◆ Your task
Report every line of the data below that contains the word "green", copying each such line in full.

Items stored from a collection
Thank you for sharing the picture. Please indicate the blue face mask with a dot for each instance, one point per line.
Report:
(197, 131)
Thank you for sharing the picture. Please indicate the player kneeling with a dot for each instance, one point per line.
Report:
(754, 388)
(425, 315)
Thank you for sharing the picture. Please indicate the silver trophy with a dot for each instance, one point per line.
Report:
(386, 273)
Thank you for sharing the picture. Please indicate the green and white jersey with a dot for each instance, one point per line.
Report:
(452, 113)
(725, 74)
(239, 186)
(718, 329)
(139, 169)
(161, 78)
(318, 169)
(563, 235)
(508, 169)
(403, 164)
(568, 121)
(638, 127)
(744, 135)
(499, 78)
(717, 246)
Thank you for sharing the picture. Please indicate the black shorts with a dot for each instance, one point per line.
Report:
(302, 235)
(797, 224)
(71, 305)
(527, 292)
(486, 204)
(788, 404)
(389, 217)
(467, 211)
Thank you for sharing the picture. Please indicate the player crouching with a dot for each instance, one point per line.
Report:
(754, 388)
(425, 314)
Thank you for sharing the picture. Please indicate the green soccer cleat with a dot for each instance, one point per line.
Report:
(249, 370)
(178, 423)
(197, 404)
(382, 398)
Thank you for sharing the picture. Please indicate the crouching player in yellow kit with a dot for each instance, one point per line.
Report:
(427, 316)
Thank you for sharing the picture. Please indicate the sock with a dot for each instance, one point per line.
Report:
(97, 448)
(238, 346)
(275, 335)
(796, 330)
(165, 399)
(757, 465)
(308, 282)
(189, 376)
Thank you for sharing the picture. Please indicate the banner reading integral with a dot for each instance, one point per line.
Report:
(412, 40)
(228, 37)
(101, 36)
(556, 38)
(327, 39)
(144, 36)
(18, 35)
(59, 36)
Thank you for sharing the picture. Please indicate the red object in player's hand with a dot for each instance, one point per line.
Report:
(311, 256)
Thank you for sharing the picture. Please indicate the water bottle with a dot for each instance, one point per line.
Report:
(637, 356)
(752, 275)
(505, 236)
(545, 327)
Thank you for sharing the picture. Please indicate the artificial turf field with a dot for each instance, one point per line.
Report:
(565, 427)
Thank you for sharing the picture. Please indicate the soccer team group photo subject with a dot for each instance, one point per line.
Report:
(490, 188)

...

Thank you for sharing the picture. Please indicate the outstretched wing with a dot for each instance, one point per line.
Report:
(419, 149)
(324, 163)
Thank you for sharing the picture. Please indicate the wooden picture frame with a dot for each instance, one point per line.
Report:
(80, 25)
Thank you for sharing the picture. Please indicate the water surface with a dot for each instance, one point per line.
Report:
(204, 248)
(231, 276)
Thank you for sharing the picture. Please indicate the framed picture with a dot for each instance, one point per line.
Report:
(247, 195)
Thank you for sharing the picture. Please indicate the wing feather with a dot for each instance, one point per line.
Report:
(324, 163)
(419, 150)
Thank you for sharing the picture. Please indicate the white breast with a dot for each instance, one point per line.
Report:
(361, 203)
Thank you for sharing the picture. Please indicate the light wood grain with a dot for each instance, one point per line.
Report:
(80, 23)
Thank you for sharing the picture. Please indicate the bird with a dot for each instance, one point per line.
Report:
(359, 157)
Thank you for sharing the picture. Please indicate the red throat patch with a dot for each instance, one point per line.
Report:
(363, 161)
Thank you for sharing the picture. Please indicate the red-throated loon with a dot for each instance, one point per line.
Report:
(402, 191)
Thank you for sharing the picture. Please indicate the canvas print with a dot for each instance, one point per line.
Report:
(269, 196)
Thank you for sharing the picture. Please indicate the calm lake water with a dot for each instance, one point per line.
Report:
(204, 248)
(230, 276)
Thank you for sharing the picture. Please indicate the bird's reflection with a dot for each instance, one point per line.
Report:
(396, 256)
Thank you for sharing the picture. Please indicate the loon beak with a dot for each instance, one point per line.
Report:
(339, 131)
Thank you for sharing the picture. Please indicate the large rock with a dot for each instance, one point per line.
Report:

◆ Correct response
Thank you for sharing the picture. Please indicate the green and white jersey with a dot for each instance, one point per line.
Thank you for sharing the picture. Please indicate the green soccer cleat with a dot for each instance, one point per line.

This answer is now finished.